* What you should do
Everything from the line containing "The component shall mark one dot per instance of the tree" through the last line of the records must be returned verbatim, and nothing outside that range.

[begin Listed records]

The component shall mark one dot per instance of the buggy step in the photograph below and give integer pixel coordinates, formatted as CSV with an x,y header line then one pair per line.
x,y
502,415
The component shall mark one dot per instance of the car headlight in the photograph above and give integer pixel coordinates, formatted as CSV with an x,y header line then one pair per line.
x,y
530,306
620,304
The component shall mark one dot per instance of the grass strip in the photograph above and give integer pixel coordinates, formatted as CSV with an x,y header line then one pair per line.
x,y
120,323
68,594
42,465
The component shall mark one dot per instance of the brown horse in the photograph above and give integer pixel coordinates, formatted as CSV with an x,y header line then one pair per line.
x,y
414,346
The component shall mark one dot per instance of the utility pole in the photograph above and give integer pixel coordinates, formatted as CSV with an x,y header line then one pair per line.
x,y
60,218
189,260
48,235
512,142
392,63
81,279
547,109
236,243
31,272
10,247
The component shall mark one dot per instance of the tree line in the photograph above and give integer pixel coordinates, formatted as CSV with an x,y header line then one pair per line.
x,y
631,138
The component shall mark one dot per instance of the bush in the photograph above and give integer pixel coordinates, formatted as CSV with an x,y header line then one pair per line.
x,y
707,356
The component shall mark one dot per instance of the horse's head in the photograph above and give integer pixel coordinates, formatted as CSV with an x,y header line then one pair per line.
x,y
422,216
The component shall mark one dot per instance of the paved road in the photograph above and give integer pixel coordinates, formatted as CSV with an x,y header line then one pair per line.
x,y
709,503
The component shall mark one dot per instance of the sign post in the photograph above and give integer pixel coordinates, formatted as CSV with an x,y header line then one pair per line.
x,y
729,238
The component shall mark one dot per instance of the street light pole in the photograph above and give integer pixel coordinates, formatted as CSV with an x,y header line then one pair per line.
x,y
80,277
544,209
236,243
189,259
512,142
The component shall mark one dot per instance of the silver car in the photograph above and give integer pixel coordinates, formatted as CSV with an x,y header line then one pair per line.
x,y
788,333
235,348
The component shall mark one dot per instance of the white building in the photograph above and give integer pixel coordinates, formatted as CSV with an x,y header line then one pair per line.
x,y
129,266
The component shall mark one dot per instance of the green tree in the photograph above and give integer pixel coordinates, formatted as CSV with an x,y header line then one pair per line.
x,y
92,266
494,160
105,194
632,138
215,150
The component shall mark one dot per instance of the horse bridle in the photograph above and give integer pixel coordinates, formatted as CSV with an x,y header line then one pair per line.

[end Listed records]

* Answer to the problem
The component shall mark one dot per instance of the tree line in the photograph above and give integer pixel coordinates, formatted as CSV with an x,y header line then one pair per line.
x,y
631,138
The component shall mark one dot per instance of the bush in the photograph above and give integer pixel coordinates, formatted as CSV with an x,y header line then one pair per line.
x,y
707,356
The component shall mark one dot per instance of the horse's head in the photograph above and give integer pixel coordinates, formatted as CSV with an x,y header line then one pair per line.
x,y
422,216
The component shall mark one dot per instance of the paved road in the photograph above and give integer pixel coordinates, formatted as CSV with an x,y header line then one pair per line.
x,y
709,503
The component shall mark one dot per instance of the sign post in the photograph above and give integer pixel coordinates, formatted as CSV with an x,y header line then one pair per line.
x,y
729,238
The component shall mark one dot per instance of the street light pole in the photograph above and give integer pixel coordinates, formatted as CSV with an x,y header line then one pair per line.
x,y
80,277
544,209
236,243
189,259
512,142
The component shall mark one dot per instance of the silver car in the photograph above and give integer pixel coordinates, formatted as CSV with an x,y header line then one pair per line.
x,y
788,333
235,348
The component shall mark one dot per instance of the white building in the photograph above and give integer pixel coordinates, formatted as CSV with an x,y header line then one pair per line.
x,y
129,266
The component shall mark one dot per instance of the green tree in the photograph above and give integer pixel coordinates, formatted as CSV with an x,y header line then one pair per line.
x,y
92,266
494,160
105,194
632,138
215,150
The component shall mark one dot per instance of the horse bridle in the photograph above and give integer pixel coordinates, formatted as CSV with an x,y header line then one pair per line.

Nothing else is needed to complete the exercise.